- **TO DO**
Every record below should be transcribed exactly. Omit the images.

-- MATERIAL PROVIDED follows --

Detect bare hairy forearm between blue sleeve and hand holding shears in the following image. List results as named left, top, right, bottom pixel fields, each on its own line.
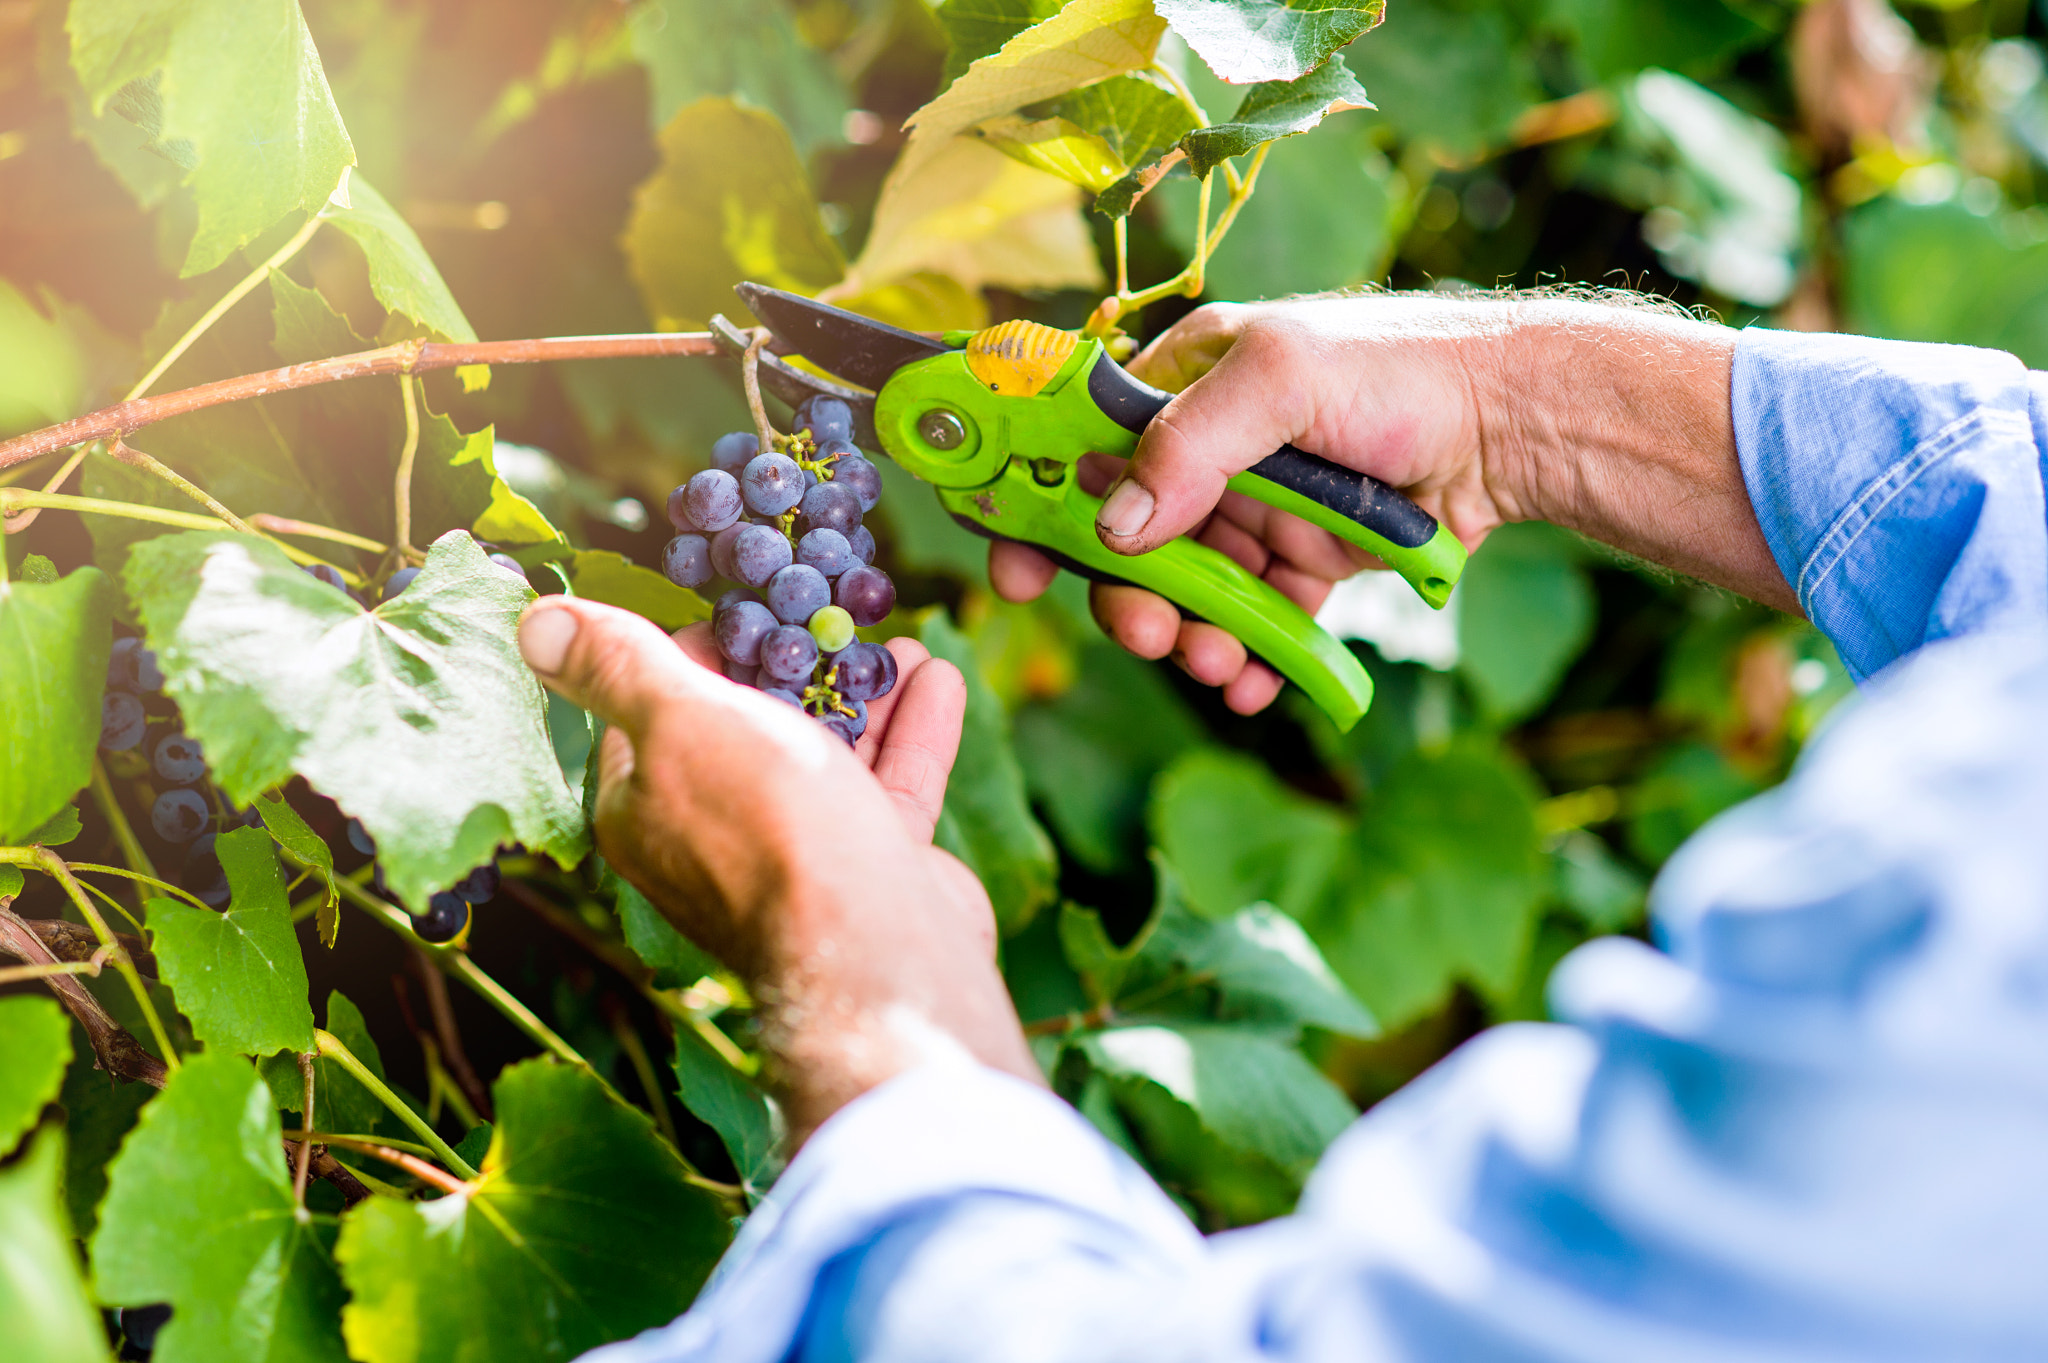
left=1475, top=299, right=1800, bottom=614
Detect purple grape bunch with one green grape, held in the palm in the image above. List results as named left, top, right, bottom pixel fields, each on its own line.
left=662, top=397, right=897, bottom=743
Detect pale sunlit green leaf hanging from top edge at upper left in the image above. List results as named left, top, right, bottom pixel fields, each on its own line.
left=66, top=0, right=356, bottom=276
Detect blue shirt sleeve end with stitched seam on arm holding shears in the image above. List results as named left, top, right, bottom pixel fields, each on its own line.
left=1731, top=327, right=2048, bottom=679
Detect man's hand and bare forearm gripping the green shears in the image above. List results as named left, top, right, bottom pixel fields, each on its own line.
left=989, top=295, right=1796, bottom=714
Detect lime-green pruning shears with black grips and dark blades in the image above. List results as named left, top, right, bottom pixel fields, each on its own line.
left=711, top=284, right=1464, bottom=729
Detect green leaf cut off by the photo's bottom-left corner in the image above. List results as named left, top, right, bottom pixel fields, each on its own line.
left=0, top=1128, right=114, bottom=1363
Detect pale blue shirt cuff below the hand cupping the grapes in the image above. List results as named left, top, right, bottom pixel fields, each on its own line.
left=586, top=1060, right=1202, bottom=1363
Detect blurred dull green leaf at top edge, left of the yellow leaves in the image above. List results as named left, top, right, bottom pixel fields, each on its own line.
left=631, top=0, right=850, bottom=153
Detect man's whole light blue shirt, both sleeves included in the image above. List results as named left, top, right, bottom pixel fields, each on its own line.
left=594, top=329, right=2048, bottom=1363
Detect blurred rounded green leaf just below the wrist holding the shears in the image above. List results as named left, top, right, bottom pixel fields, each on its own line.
left=1458, top=522, right=1593, bottom=724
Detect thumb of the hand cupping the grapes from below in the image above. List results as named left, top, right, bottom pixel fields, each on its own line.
left=518, top=596, right=711, bottom=739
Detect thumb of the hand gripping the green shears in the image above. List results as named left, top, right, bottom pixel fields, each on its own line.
left=1096, top=329, right=1313, bottom=555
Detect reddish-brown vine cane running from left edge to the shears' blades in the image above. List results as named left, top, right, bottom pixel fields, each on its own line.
left=0, top=332, right=719, bottom=472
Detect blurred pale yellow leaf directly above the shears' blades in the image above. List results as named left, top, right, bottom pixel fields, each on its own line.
left=834, top=137, right=1102, bottom=297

-- MATERIAL PROVIDED concluded --

- **OUTPUT BELOW**
Detect bare hairy forearm between blue sleeve and hand holding shears in the following image. List results as named left, top, right, bottom pixel fields, each on its own line.
left=1475, top=299, right=1800, bottom=614
Detect purple grape bunch with one green grape, held in the palm in the image above. List results as named left, top, right, bottom pixel fields, each on its own line.
left=662, top=397, right=897, bottom=743
Detect pale sunlit green leaf hanging from top edge at upper left in the image above. List results as named left, top, right, bottom pixel fields, each on its own line.
left=66, top=0, right=356, bottom=276
Detect blue shirt sleeve end with stitched seam on arm holding shears in the image above. List results as named left, top, right, bottom pixel fields, each on its own line.
left=1731, top=327, right=2048, bottom=679
Detect man's hand and bare forearm gripping the green shears in the image above. List results as named left, top, right, bottom pixel fields, each on its own line.
left=989, top=295, right=1796, bottom=714
Detect lime-green pruning shears with black grips and dark blades in the image above. List results as named left, top, right, bottom pixel fields, each on its own line.
left=711, top=284, right=1464, bottom=729
Detect green leaf cut off by the photo's bottom-left corner in the image above. List results as named left, top, right, bottom pixel fields, each on its own line.
left=0, top=1128, right=114, bottom=1363
Detect pale blue shirt cuff below the hand cupping the grapes in the image above. List results as named left, top, right, bottom pixel fields, each on its own line.
left=586, top=1060, right=1202, bottom=1363
Detect blurred dull green leaf at top edge, left of the yellow leaves in the image above. List results as named left, top, right, bottom pixel fields, each on its own line.
left=631, top=0, right=850, bottom=153
Detect man's whole light blue shirt, both sleeves included in the image above. List results as named left, top, right, bottom pixel fields, each on its own line.
left=594, top=329, right=2048, bottom=1363
Detect blurred rounded green leaf just below the wrist holding the shears in the image above. List results as named left, top, right, bottom pixel fields, each on its own line.
left=1458, top=522, right=1593, bottom=724
Detect thumb of the hand cupping the grapes from below in the image above. List results as named left, top, right, bottom pixel fields, each on its own line.
left=518, top=596, right=711, bottom=739
Detect thumb of the hand gripping the green shears in the image above. List results as named left, top, right, bottom pixel fields, each on its own line.
left=1096, top=329, right=1313, bottom=555
Detect reddish-brown vine cane running from left edge to the shears' blades in the image above. List results as named left, top, right, bottom pixel fields, each on its own line.
left=0, top=332, right=719, bottom=472
Detect blurred pale yellow leaf directly above the shears' blades in the image above. List results as named left, top, right, bottom pixel fields, each on its own line.
left=834, top=137, right=1102, bottom=297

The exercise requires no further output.